### Exercise goal
Can you reproduce every one of the lines below character for character, leaving out the pictures?

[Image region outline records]
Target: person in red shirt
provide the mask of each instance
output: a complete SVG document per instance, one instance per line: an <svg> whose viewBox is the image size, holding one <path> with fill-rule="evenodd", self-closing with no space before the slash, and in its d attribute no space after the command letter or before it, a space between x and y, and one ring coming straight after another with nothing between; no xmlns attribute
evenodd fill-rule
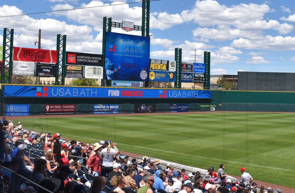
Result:
<svg viewBox="0 0 295 193"><path fill-rule="evenodd" d="M210 167L210 168L208 170L208 171L209 172L209 174L208 174L211 176L212 178L219 177L217 173L214 171L214 167L213 166L211 166Z"/></svg>

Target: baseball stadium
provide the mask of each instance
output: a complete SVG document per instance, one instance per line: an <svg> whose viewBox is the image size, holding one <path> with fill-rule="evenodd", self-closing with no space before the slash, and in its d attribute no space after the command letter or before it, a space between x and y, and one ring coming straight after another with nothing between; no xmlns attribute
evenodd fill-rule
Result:
<svg viewBox="0 0 295 193"><path fill-rule="evenodd" d="M228 88L210 52L150 58L160 0L140 1L141 26L102 18L101 54L60 34L56 50L14 46L4 29L0 192L295 192L295 73L238 72ZM73 83L86 79L98 83Z"/></svg>

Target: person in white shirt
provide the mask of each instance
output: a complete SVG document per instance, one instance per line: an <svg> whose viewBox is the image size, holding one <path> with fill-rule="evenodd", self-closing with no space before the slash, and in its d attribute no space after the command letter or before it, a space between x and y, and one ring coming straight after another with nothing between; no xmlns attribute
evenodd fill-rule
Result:
<svg viewBox="0 0 295 193"><path fill-rule="evenodd" d="M174 171L173 172L173 177L172 179L174 181L174 184L172 186L172 189L175 191L180 191L181 189L181 184L182 183L177 179L178 177L178 172Z"/></svg>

### Exercise response
Target: person in red shirt
provide the mask of each instance
output: a complete SVG document per instance, one instance per line: an <svg> whose viewBox is the image size, holding one <path> with fill-rule="evenodd", self-closing with no space before the slash, and in its d attribute no space after the command letter or before it, a space between x and y, and one ring coming straight after another with nothing between; no xmlns attribute
evenodd fill-rule
Result:
<svg viewBox="0 0 295 193"><path fill-rule="evenodd" d="M210 167L210 168L208 170L208 171L209 172L209 174L208 174L211 176L212 178L219 177L217 173L214 171L214 167L213 166L211 166Z"/></svg>

Target: baseball stadium
provide the mask of each instance
output: a complete SVG document per instance, one instance per line: an <svg> whose viewBox is the image size, holding one <path> with fill-rule="evenodd", self-closing with no space before the slash, and in its d attribute no space after the command letter or before it, a space between x and y, and one ring coming straight after another with nothing between; no xmlns attribute
evenodd fill-rule
Result:
<svg viewBox="0 0 295 193"><path fill-rule="evenodd" d="M228 88L210 52L150 58L160 0L140 1L141 26L102 18L101 54L60 34L56 50L14 46L4 29L0 192L295 192L295 73L238 72ZM73 83L86 79L98 83Z"/></svg>

Target: person in white shirt
provide the mask of each instance
output: a complete SVG document per instance, one instance per line: an <svg> whose viewBox is the image size, holding one <path> with fill-rule="evenodd", self-closing with no space before the slash, and in its d attribute no space after the command letter or before it, a space between x and y, and one ring coming straight after another with nothing between; no xmlns attribute
evenodd fill-rule
Result:
<svg viewBox="0 0 295 193"><path fill-rule="evenodd" d="M174 171L173 172L173 177L172 179L174 181L174 184L172 186L172 189L175 191L180 191L181 189L181 184L182 183L177 179L178 177L178 172Z"/></svg>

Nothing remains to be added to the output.